Открыто и непосредственно выражает свою субъективность и Чехов в «Палате № 6»: в повести и обращения к читателю, и персонифицированный рассказчик («как я уже сказал»), практически не отделенный дистанцией от автора, и прямые оценки героев («нравится мне он сам»), событий. Чехов максимально приблизил повествование к тому порогу, за которым оно могло стать тенденциозным. И нужно было обладать эстетической глухотой, чтобы не заметить, как не заметил этого народнический критик А. Скабичевский, ясного и однозначно выраженного отношения автора к персонажам, к философии Рагина. Впрочем, за тем, что писал Скабичевский о «Палате № 6», сквозила еще и неприязнь, какую питало народничество к Чехову, так как он не принимал ни его доктринерства, ни его упований на крестьянскую общину. Но так или иначе, а Скабичевский считал, что автор «Палаты № 6» «слишком объективировался... представляя читателям самим прийти к заключениям, какие явствуют из повести...»

В унисон Скабичевскому рецензент М. Южный также пишет о неопределенности авторской позиции: «Самое странное (!) во всем этом бесспорно то, что никак не уловишь (!), что все это означает: есть ли это со стороны автора тонкая ирония над современным Кифой Мокиевичем (то есть над Рагиным. — В.Б.)... или же автор и впрямь принимает своего героя за гордого страдальца... Автор себе самому не уяснил (!) этого вопроса, и оттого это колеблющееся (!) отношение к своему герою...»

В произведениях, написанных после «Палаты № 6», Чехов — перефразируем критика — субъективируется еще больше, хотя, как это ни парадоксально, начинает избегать прямых оценок, открытых авторских суждений и даже «пристрастных» ремарок. В его поэтике появляются другие, не менее активные «агенты» авторской субъективности. Один из них — природа. И она не только безмолвный, но строгий и авторитетный судья персонажей!

Повесть «Мужики» (1895) — самое безотрадное чеховское произведение. Картины деревенской жизни наповал убивали иллюзии всех тех, кто представлял крестьянство «носителем какой-то общенациональной правды или готовой мудрости». Авторитетнейший идеолог русского народничества — а именно оно питалось этими иллюзиями — Н.К. Михайловский так передавал «в общих чертах содержание (?) повести»: «В деревне он (Чикильдеев. — В.Б.) с первого же дня получает множество непривычных для него тяжелых впечатлений: грязь, нищета, грубость, пьянство, драки». Общий же отзыв тогдашней критики был таков: «Чехов проникнут безотрадным пессимизмом, его «Мужики» — ужасающая картина человеческой зоологии, или даже деревенского озверения, т. е. процесса превращения человека в животное».

Но так ли безотраден, пессимистичен взгляд самого писателя?!

--- Исходные данные ---
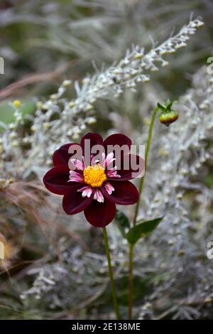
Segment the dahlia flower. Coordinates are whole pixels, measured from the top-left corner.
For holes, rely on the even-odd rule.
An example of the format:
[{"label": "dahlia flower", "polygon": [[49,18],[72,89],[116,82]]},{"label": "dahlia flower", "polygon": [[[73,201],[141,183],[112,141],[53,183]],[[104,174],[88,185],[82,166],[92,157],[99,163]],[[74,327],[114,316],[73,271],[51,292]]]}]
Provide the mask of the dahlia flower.
[{"label": "dahlia flower", "polygon": [[[90,142],[89,152],[87,151],[86,139]],[[92,153],[97,145],[102,148],[98,159]],[[131,205],[138,200],[137,188],[129,180],[141,173],[144,161],[130,153],[131,145],[131,139],[121,134],[112,134],[103,141],[99,134],[88,133],[80,144],[66,144],[54,152],[54,167],[45,175],[44,185],[51,193],[63,195],[62,207],[67,215],[84,211],[90,224],[104,227],[113,220],[116,204]],[[127,150],[121,151],[116,158],[114,149],[109,153],[109,147],[114,146],[125,146]],[[82,152],[81,158],[76,158],[75,153],[70,153],[73,147],[75,153],[76,149]],[[86,163],[88,153],[89,163]],[[134,169],[131,163],[133,158],[137,163]],[[125,163],[129,166],[128,168]]]}]

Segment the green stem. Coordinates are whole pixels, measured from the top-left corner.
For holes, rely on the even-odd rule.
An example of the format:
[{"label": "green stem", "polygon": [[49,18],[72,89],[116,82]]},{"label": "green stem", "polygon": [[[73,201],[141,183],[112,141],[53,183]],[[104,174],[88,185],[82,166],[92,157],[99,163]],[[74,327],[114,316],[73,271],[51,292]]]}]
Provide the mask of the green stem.
[{"label": "green stem", "polygon": [[106,259],[107,259],[107,262],[108,262],[108,271],[109,271],[109,276],[110,278],[111,290],[111,295],[112,295],[112,299],[113,299],[113,303],[114,303],[114,312],[116,313],[117,320],[119,320],[121,319],[121,316],[120,316],[120,312],[119,312],[118,303],[117,303],[117,298],[116,298],[116,290],[115,290],[115,286],[114,286],[114,276],[113,276],[113,272],[112,272],[112,267],[111,267],[111,264],[108,235],[107,235],[107,231],[106,231],[106,227],[103,227],[103,233],[104,233]]},{"label": "green stem", "polygon": [[131,319],[133,295],[133,245],[129,244],[129,307],[128,318]]},{"label": "green stem", "polygon": [[145,176],[146,176],[146,171],[147,168],[147,163],[148,163],[148,152],[150,149],[150,146],[151,146],[151,139],[152,139],[152,134],[153,134],[153,126],[155,120],[155,117],[157,114],[157,112],[158,111],[159,108],[157,107],[154,109],[151,124],[149,125],[148,128],[148,139],[147,139],[147,143],[146,143],[146,151],[145,151],[145,174],[144,176],[141,178],[140,183],[139,183],[139,187],[138,187],[138,193],[139,193],[139,199],[138,201],[137,202],[136,206],[136,210],[135,210],[135,215],[133,217],[133,225],[136,225],[136,220],[137,220],[137,216],[138,213],[138,210],[140,207],[140,202],[141,202],[141,196],[143,190],[143,182],[145,179]]},{"label": "green stem", "polygon": [[[142,190],[143,190],[143,186],[144,179],[145,179],[146,171],[146,168],[147,168],[148,152],[149,152],[151,143],[153,129],[153,126],[154,126],[156,114],[157,114],[157,112],[158,112],[158,109],[159,109],[158,107],[156,107],[156,108],[154,109],[153,114],[152,114],[151,124],[149,125],[148,139],[147,139],[147,143],[146,143],[146,151],[145,151],[145,174],[144,174],[143,177],[142,177],[141,178],[140,183],[139,183],[139,187],[138,187],[139,199],[138,199],[138,201],[137,202],[137,204],[136,204],[136,206],[135,214],[134,214],[134,217],[133,217],[133,226],[135,226],[136,224],[137,217],[138,217],[138,214],[141,197],[141,193],[142,193]],[[131,317],[132,317],[132,306],[133,306],[133,246],[132,244],[129,244],[129,309],[128,309],[128,316],[129,316],[129,318],[131,319]]]}]

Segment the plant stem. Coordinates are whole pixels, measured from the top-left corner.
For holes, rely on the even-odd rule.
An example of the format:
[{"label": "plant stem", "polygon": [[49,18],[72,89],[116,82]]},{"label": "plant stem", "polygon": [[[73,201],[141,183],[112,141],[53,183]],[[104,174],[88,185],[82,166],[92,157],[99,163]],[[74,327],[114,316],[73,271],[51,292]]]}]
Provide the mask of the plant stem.
[{"label": "plant stem", "polygon": [[[150,149],[150,146],[151,146],[153,129],[153,126],[154,126],[154,123],[155,123],[155,117],[156,117],[156,114],[157,114],[157,112],[158,112],[158,109],[159,109],[158,107],[156,107],[156,108],[154,109],[153,114],[152,114],[151,121],[149,128],[148,128],[148,139],[147,139],[147,143],[146,143],[146,151],[145,151],[145,174],[141,178],[140,183],[139,183],[139,187],[138,187],[139,198],[138,198],[138,203],[136,204],[136,206],[135,214],[134,214],[134,217],[133,217],[133,226],[135,226],[136,224],[138,210],[139,210],[139,207],[140,207],[141,197],[141,193],[142,193],[142,190],[143,190],[143,185],[146,171],[146,168],[147,168],[148,152],[149,152],[149,149]],[[133,306],[133,245],[129,244],[129,309],[128,309],[128,316],[129,316],[129,318],[131,319],[131,317],[132,317],[132,306]]]},{"label": "plant stem", "polygon": [[128,318],[131,318],[133,295],[133,245],[129,244],[129,307],[128,307]]},{"label": "plant stem", "polygon": [[157,112],[158,111],[158,109],[159,109],[158,107],[154,109],[153,112],[153,115],[152,115],[152,118],[151,118],[151,121],[149,128],[148,128],[148,139],[147,139],[147,143],[146,143],[146,151],[145,151],[145,174],[141,178],[140,183],[139,183],[139,187],[138,187],[139,199],[138,199],[138,200],[137,202],[137,204],[136,204],[136,206],[135,215],[134,215],[134,218],[133,218],[133,226],[136,223],[137,216],[138,216],[138,210],[139,210],[139,207],[140,207],[141,196],[141,193],[142,193],[142,190],[143,190],[143,182],[144,182],[145,176],[146,176],[146,168],[147,168],[148,152],[149,152],[151,139],[152,139],[153,129],[155,119],[155,117],[156,117]]},{"label": "plant stem", "polygon": [[113,276],[113,272],[112,272],[112,268],[111,268],[111,264],[110,252],[109,252],[109,239],[108,239],[107,231],[106,231],[106,227],[103,227],[103,233],[104,233],[106,259],[107,259],[107,262],[108,262],[108,271],[109,271],[109,276],[110,278],[111,290],[111,295],[112,295],[112,299],[113,299],[113,303],[114,303],[114,309],[116,316],[116,318],[119,320],[121,319],[121,316],[120,316],[120,312],[119,312],[118,303],[117,303],[117,298],[116,298],[116,290],[115,290],[115,286],[114,286],[114,276]]}]

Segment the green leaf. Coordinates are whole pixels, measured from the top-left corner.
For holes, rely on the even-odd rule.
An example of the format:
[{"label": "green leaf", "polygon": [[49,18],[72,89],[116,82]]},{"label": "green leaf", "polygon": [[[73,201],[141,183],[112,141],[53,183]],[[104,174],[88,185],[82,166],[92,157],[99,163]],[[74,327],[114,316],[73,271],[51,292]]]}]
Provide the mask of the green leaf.
[{"label": "green leaf", "polygon": [[128,217],[124,212],[117,210],[114,220],[119,229],[120,230],[121,235],[126,238],[126,234],[125,230],[126,228],[130,228],[130,223]]},{"label": "green leaf", "polygon": [[147,237],[151,233],[151,232],[157,227],[163,218],[163,217],[160,217],[153,220],[141,222],[134,226],[126,235],[127,240],[130,244],[136,244],[139,239]]}]

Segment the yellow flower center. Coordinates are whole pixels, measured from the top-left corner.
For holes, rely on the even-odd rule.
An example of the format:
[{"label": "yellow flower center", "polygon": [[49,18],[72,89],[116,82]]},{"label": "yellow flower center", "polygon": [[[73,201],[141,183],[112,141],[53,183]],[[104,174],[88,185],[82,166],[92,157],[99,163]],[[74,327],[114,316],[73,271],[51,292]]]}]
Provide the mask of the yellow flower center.
[{"label": "yellow flower center", "polygon": [[99,163],[88,166],[84,170],[84,181],[92,187],[101,187],[106,178],[105,170]]}]

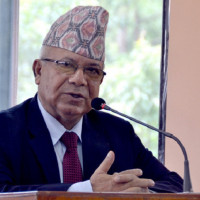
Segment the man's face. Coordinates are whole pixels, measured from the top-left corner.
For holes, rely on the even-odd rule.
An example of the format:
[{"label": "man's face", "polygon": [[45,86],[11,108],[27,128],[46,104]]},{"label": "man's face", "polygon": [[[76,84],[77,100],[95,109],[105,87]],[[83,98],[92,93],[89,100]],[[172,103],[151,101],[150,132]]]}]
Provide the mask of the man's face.
[{"label": "man's face", "polygon": [[72,128],[83,114],[90,111],[91,100],[98,96],[102,82],[88,78],[82,67],[92,65],[103,69],[103,62],[47,46],[43,47],[41,57],[59,61],[70,59],[80,66],[74,74],[68,75],[53,62],[36,60],[33,64],[43,107],[65,127]]}]

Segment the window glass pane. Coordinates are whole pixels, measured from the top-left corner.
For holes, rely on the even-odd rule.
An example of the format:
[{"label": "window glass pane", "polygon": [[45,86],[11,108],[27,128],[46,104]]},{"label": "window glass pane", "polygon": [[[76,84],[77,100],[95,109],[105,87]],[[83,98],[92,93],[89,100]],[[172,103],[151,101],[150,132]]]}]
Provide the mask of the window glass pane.
[{"label": "window glass pane", "polygon": [[[18,103],[37,88],[32,62],[50,25],[77,5],[101,5],[110,13],[106,33],[107,75],[100,96],[114,109],[158,126],[162,1],[20,0]],[[105,122],[106,123],[106,122]],[[133,123],[157,156],[158,135]]]}]

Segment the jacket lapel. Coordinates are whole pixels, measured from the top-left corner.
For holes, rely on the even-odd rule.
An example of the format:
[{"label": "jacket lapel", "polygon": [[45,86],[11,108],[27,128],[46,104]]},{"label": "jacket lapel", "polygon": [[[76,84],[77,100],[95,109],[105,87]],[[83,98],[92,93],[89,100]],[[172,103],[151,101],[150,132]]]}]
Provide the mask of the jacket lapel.
[{"label": "jacket lapel", "polygon": [[97,121],[96,113],[93,110],[83,118],[82,149],[84,180],[91,177],[111,149],[106,132]]},{"label": "jacket lapel", "polygon": [[59,183],[59,169],[49,131],[46,127],[35,96],[28,111],[29,143],[32,147],[47,183]]}]

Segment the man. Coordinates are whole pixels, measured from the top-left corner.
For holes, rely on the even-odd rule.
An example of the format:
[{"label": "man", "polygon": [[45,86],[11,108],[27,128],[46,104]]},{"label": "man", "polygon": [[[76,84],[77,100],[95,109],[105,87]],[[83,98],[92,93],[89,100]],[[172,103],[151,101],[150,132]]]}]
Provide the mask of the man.
[{"label": "man", "polygon": [[132,126],[91,109],[105,75],[108,12],[76,7],[33,63],[38,93],[0,113],[0,191],[181,192]]}]

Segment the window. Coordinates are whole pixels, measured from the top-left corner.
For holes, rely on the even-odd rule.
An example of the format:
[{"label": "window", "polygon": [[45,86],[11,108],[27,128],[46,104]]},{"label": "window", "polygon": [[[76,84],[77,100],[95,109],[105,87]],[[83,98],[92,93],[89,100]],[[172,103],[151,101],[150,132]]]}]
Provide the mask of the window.
[{"label": "window", "polygon": [[[100,96],[112,108],[158,127],[163,9],[160,0],[20,0],[18,103],[37,91],[31,66],[50,25],[76,5],[101,5],[110,13],[107,75]],[[133,126],[144,145],[158,156],[158,134],[135,123]]]}]

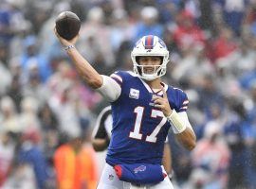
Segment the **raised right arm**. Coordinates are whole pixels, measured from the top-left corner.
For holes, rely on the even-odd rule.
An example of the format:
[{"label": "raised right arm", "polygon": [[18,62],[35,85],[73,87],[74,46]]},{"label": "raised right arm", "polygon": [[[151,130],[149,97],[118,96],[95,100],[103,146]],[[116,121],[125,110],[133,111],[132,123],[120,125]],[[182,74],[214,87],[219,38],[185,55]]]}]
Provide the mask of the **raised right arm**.
[{"label": "raised right arm", "polygon": [[108,101],[113,102],[118,99],[120,94],[119,85],[111,77],[100,75],[75,48],[79,35],[70,41],[66,41],[57,33],[56,28],[54,28],[54,31],[83,81],[92,89],[97,89]]}]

--- Набор заданий ---
a) Процитируйте из фрагмента о прозе Чехова всё, начиная со слов «В унисон Скабичевскому» и вплоть до слов «авторитетный судья персонажей!».
b) Напишите, что следует дальше во фрагменте о прозе Чехова, начав сразу после его последнего предложения.

--- Ответы к заданиям ---
a)
В унисон Скабичевскому рецензент М. Южный также пишет о неопределенности авторской позиции: «Самое странное (!) во всем этом бесспорно то, что никак не уловишь (!), что все это означает: есть ли это со стороны автора тонкая ирония над современным Кифой Мокиевичем (то есть над Рагиным. — В.Б.)... или же автор и впрямь принимает своего героя за гордого страдальца... Автор себе самому не уяснил (!) этого вопроса, и оттого это колеблющееся (!) отношение к своему герою...»

В произведениях, написанных после «Палаты № 6», Чехов — перефразируем критика — субъективируется еще больше, хотя, как это ни парадоксально, начинает избегать прямых оценок, открытых авторских суждений и даже «пристрастных» ремарок. В его поэтике появляются другие, не менее активные «агенты» авторской субъективности. Один из них — природа. И она не только безмолвный, но строгий и авторитетный судья персонажей!

b)
«Сидя на краю обрыва, Николай и Ольга видели, как заходило солнце, как небо, золотое и багровое, отражалось в реке, в окнах храма и во всем воздухе, нежном, покойном, невыразимо-чистом, какого никогда не бывает в Москве. А когда солнце село, с блеяньем и ревом прошло стадо, прилетели с той стороны гуси, — и все смолкло, тихий свет погас в воздухе и стала быстро надвигаться вечерняя темнота». Только ли для контраста, только ли для того, чтобы оттенить и заострить картины дикой, грязной крестьянской жизни вводит эти «нежные», «светлые» блики в общую композицию писатель? Нет, не только.

Свершающееся в природе — залог светлого, прекрасного, должного наступить и в социальной жизни: «О, какая суровая, какая длинная зима! Уже с рождества не было своего хлеба, и муку покупали... И, как нарочно, морозы все время стояли трескучие, наваливало высокие сугробы... Но, как бы ни было, зима кончилась. В начале апреля стояли теплые дни и морозные ночи, зима не уступала, но один теплый денек пересилил наконец, — и потекли ручьи, запели птицы. Весь луг и кусты около реки утонули в вешних водах... Весенний закат, пламенный, с пышными облаками, каждый вечер давал что-нибудь необыкновенное, новое, невероятное, именно то самое, чему не веришь потом, когда эти же краски и эти же облака видишь на картине».

Очень часто Чехов вкладывает, как подметила современная Чехову критика, свои задушевные мысли в речи персонажей, для чего особым образом их стилизует, утверждая истинность этих мыслей не характером персонажей, а всем состоянием окружающей их жизни. В чеховской поэтике нового периода соотношение между персонажем и его словом куда сложнее и даже противоречивее, чем представлялось это тогдашней критике, да и сегодняшней.

Примечания

1. Ленин В.И. Полн. собр. соч., т. 12, с. 331.